Stated exercise: Count the lines in the records below that contain the string "reflection". Give only the number.

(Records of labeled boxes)
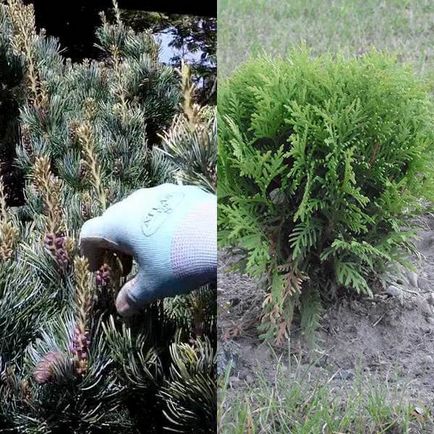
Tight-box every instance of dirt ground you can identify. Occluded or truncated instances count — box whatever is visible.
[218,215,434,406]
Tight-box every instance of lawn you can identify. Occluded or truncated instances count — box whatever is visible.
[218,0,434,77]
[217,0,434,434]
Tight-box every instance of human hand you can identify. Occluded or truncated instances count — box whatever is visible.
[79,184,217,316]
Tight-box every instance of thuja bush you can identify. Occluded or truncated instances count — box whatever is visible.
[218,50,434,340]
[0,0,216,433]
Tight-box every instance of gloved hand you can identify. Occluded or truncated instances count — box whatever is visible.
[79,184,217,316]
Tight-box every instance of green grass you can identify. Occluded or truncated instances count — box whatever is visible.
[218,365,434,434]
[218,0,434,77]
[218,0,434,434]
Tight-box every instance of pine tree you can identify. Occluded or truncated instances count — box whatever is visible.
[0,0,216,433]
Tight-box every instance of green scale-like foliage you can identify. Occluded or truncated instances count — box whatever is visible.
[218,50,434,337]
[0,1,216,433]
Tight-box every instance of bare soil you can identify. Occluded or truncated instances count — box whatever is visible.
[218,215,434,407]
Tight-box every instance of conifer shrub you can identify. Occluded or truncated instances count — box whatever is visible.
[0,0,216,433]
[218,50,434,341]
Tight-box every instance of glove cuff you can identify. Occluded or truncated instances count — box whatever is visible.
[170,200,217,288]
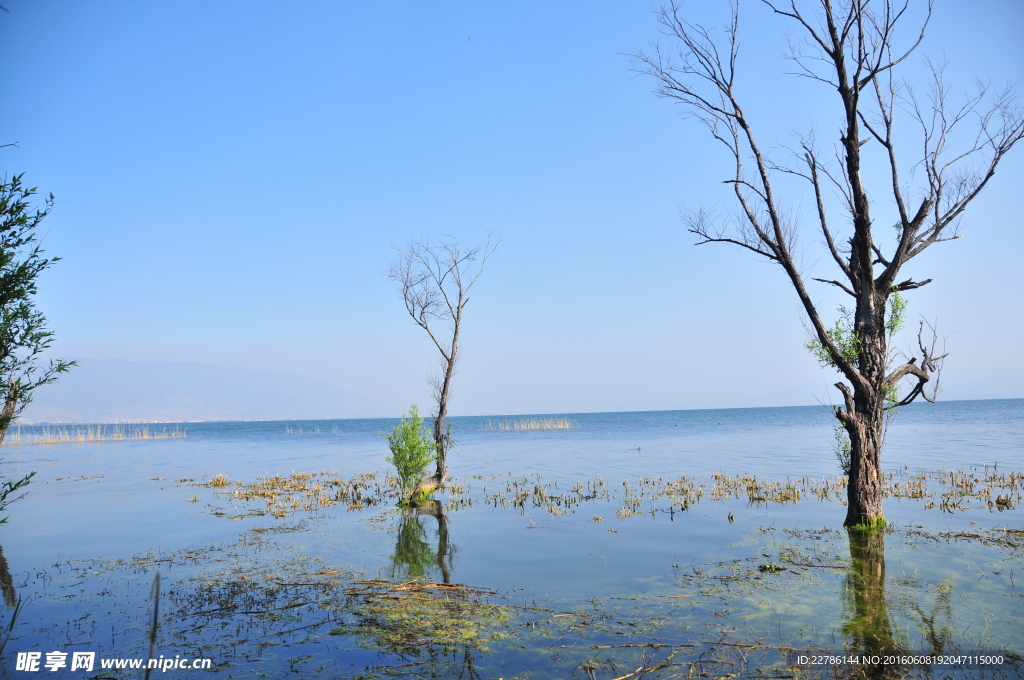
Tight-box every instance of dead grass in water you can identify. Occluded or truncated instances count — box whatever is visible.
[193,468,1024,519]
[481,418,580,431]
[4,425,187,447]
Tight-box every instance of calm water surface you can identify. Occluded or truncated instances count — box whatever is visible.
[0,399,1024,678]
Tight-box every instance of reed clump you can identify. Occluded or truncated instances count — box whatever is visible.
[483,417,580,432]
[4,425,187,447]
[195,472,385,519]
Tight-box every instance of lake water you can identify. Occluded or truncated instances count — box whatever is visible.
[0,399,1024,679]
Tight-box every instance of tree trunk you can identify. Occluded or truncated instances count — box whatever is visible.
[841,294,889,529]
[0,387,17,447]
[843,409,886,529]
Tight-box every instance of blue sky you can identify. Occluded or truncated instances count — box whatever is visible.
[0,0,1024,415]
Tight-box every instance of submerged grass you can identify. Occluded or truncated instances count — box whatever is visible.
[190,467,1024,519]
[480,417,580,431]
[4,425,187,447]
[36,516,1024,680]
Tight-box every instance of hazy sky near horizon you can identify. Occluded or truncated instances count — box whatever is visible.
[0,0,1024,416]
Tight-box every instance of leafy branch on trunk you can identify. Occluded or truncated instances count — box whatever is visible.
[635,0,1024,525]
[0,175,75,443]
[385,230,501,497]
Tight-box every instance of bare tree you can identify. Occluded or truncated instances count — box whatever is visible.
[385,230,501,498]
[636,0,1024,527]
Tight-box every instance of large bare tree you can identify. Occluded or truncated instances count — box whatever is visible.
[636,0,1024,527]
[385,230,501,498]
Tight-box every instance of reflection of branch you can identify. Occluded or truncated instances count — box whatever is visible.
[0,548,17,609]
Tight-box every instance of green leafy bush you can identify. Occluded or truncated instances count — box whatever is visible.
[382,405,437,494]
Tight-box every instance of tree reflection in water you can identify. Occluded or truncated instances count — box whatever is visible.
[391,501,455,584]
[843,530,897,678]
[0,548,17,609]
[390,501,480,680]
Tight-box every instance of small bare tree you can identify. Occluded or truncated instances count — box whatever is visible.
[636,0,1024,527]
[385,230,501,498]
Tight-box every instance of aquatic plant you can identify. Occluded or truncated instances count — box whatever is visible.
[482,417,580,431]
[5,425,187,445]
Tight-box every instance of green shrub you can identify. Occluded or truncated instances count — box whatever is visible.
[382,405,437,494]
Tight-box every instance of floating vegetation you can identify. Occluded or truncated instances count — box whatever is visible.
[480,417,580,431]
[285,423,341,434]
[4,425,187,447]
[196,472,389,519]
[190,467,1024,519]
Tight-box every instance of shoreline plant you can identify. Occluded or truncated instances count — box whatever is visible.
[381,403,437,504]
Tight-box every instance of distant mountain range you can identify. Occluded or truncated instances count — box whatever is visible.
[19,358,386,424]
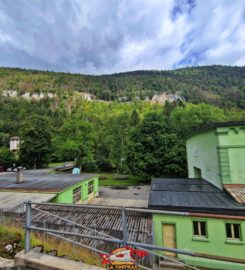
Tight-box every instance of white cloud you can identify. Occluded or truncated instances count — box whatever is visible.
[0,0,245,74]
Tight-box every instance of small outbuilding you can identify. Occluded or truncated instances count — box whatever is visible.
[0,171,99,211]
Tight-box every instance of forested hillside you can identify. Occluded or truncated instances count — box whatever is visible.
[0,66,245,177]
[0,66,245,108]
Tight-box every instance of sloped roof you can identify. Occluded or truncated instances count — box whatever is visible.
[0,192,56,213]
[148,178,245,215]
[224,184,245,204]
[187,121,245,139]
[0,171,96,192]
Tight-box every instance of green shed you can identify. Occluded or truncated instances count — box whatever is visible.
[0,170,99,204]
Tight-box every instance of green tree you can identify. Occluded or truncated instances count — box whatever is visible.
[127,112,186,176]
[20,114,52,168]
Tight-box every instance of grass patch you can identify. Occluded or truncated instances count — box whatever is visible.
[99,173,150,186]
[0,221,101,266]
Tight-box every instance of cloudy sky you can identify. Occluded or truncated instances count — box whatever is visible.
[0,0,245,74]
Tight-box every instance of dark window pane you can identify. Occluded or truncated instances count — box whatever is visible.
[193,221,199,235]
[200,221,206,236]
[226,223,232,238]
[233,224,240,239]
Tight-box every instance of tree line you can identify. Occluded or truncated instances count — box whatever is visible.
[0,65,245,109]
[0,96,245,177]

Exercise solution: 2